* **Task description**:
Lay out each line of the entries below as a numbered list, skipping blank lines and leaving out the pictures.
┄┄┄┄┄┄
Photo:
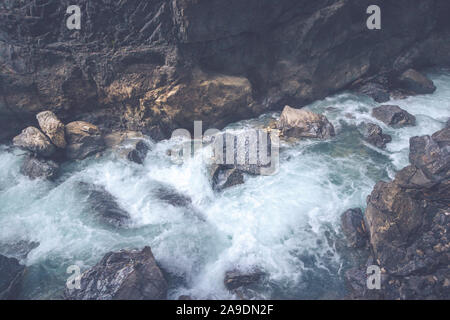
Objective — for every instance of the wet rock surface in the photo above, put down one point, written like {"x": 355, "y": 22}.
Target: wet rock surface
{"x": 376, "y": 91}
{"x": 414, "y": 82}
{"x": 180, "y": 61}
{"x": 83, "y": 140}
{"x": 235, "y": 279}
{"x": 251, "y": 151}
{"x": 18, "y": 250}
{"x": 36, "y": 168}
{"x": 123, "y": 275}
{"x": 408, "y": 222}
{"x": 354, "y": 228}
{"x": 11, "y": 276}
{"x": 53, "y": 128}
{"x": 301, "y": 123}
{"x": 32, "y": 139}
{"x": 137, "y": 151}
{"x": 104, "y": 205}
{"x": 394, "y": 116}
{"x": 375, "y": 136}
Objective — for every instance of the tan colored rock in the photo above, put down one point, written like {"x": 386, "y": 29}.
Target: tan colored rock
{"x": 34, "y": 140}
{"x": 302, "y": 123}
{"x": 53, "y": 128}
{"x": 84, "y": 139}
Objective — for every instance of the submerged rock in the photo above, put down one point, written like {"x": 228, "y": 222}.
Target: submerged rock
{"x": 32, "y": 139}
{"x": 301, "y": 123}
{"x": 252, "y": 151}
{"x": 374, "y": 135}
{"x": 394, "y": 116}
{"x": 223, "y": 177}
{"x": 11, "y": 277}
{"x": 53, "y": 128}
{"x": 376, "y": 91}
{"x": 235, "y": 279}
{"x": 354, "y": 228}
{"x": 416, "y": 83}
{"x": 36, "y": 168}
{"x": 123, "y": 275}
{"x": 84, "y": 139}
{"x": 104, "y": 205}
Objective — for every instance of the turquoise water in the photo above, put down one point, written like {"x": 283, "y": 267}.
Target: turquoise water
{"x": 286, "y": 224}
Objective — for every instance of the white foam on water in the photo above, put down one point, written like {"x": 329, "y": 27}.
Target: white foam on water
{"x": 286, "y": 224}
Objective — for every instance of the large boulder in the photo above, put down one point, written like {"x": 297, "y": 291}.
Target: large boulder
{"x": 409, "y": 223}
{"x": 104, "y": 205}
{"x": 235, "y": 279}
{"x": 36, "y": 168}
{"x": 223, "y": 177}
{"x": 416, "y": 83}
{"x": 301, "y": 123}
{"x": 394, "y": 116}
{"x": 11, "y": 277}
{"x": 135, "y": 150}
{"x": 252, "y": 151}
{"x": 53, "y": 128}
{"x": 84, "y": 139}
{"x": 18, "y": 249}
{"x": 123, "y": 275}
{"x": 32, "y": 139}
{"x": 354, "y": 228}
{"x": 374, "y": 135}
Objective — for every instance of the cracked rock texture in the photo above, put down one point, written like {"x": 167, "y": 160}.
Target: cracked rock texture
┄┄┄┄┄┄
* **Exercise solution**:
1. Photo:
2. Objective — for every instance of the wet rock surface in the photo above, put down one point, written like {"x": 355, "y": 22}.
3. Target: wet rock surface
4. {"x": 376, "y": 91}
5. {"x": 414, "y": 82}
6. {"x": 180, "y": 61}
7. {"x": 83, "y": 140}
8. {"x": 235, "y": 279}
9. {"x": 251, "y": 151}
10. {"x": 18, "y": 250}
11. {"x": 36, "y": 168}
12. {"x": 123, "y": 275}
13. {"x": 408, "y": 222}
14. {"x": 354, "y": 228}
15. {"x": 11, "y": 276}
16. {"x": 53, "y": 128}
17. {"x": 301, "y": 123}
18. {"x": 32, "y": 139}
19. {"x": 137, "y": 151}
20. {"x": 104, "y": 205}
21. {"x": 394, "y": 116}
22. {"x": 375, "y": 136}
23. Objective — for every instance of the tan colored rock in the photo above, put down one point, written like {"x": 386, "y": 29}.
24. Target: tan colored rock
25. {"x": 34, "y": 140}
26. {"x": 302, "y": 123}
27. {"x": 53, "y": 128}
28. {"x": 84, "y": 139}
29. Objective — for every instance of the submerged rock in the photo above, put down one point, written like {"x": 228, "y": 222}.
30. Target: submerged rock
31. {"x": 32, "y": 139}
32. {"x": 301, "y": 123}
33. {"x": 252, "y": 151}
34. {"x": 374, "y": 135}
35. {"x": 394, "y": 116}
36. {"x": 223, "y": 177}
37. {"x": 11, "y": 277}
38. {"x": 53, "y": 128}
39. {"x": 376, "y": 91}
40. {"x": 235, "y": 279}
41. {"x": 354, "y": 228}
42. {"x": 416, "y": 83}
43. {"x": 36, "y": 168}
44. {"x": 123, "y": 275}
45. {"x": 84, "y": 139}
46. {"x": 104, "y": 205}
47. Objective — for every instance of the turquoise water in the photo above, put down one point, written like {"x": 283, "y": 267}.
48. Target: turquoise water
49. {"x": 286, "y": 224}
50. Objective — for every instance of the white foam on water in the photo above, put down one point, written like {"x": 329, "y": 27}.
51. Target: white foam on water
52. {"x": 286, "y": 224}
53. Objective — for every instance of the large boulder in the photo above, put down one point, written like {"x": 297, "y": 291}.
54. Target: large boulder
55. {"x": 409, "y": 223}
56. {"x": 104, "y": 205}
57. {"x": 235, "y": 279}
58. {"x": 36, "y": 168}
59. {"x": 223, "y": 177}
60. {"x": 416, "y": 83}
61. {"x": 301, "y": 123}
62. {"x": 394, "y": 116}
63. {"x": 11, "y": 277}
64. {"x": 135, "y": 150}
65. {"x": 252, "y": 151}
66. {"x": 53, "y": 128}
67. {"x": 84, "y": 139}
68. {"x": 18, "y": 249}
69. {"x": 123, "y": 275}
70. {"x": 32, "y": 139}
71. {"x": 354, "y": 228}
72. {"x": 374, "y": 135}
73. Objective — for every instance of the cracked rock texture in the photo above, put down one point, written like {"x": 167, "y": 160}.
74. Target: cracked rock texture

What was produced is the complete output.